DATASET RECORDS>
START

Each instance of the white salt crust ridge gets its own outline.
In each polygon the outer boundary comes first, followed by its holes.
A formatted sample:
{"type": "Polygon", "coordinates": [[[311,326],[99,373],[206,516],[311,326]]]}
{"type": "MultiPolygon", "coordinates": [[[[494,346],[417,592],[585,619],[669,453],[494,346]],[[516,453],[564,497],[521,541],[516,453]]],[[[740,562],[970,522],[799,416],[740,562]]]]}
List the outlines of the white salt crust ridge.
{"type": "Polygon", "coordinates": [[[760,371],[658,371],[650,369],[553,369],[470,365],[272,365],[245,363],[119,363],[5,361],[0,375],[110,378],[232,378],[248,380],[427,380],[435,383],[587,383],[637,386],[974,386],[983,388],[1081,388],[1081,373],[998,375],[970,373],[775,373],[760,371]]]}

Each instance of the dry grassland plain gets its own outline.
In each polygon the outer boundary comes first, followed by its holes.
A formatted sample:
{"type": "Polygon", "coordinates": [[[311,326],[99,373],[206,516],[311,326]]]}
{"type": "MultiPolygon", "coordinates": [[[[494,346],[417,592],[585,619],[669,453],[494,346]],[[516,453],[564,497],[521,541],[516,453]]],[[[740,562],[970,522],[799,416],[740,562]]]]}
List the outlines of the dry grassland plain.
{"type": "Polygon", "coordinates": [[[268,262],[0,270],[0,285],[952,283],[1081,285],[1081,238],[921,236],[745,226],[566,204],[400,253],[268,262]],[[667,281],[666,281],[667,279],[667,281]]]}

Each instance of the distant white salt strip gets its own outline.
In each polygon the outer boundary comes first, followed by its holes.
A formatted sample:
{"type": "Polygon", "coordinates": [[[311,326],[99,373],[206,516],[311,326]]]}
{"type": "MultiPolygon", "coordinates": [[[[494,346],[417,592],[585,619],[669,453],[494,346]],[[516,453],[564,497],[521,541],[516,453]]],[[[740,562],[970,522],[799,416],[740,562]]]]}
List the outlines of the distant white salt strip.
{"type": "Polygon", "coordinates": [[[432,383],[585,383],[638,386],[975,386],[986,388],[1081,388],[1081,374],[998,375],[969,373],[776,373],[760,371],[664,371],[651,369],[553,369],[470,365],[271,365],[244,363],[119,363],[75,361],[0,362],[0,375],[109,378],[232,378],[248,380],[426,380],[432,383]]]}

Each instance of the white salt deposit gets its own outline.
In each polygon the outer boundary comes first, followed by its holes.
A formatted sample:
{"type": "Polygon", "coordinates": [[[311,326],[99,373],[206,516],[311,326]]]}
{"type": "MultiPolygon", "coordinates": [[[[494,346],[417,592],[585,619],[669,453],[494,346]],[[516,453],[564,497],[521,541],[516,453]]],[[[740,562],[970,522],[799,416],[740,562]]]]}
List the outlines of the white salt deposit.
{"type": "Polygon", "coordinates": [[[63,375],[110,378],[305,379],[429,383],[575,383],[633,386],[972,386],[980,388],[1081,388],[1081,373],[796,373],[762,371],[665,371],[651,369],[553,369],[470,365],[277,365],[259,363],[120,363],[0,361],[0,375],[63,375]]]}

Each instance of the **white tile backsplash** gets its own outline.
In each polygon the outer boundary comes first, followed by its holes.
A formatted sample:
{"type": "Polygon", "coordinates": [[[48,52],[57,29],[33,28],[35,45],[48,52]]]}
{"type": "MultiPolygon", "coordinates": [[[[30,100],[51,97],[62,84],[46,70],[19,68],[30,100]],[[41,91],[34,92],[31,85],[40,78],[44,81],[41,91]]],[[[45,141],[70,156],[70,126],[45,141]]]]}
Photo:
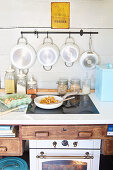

END

WHAT IS EXPECTED> Count the lines in the entries above that contain the word "List", and give only that number.

RESULT OF THE TASK> 4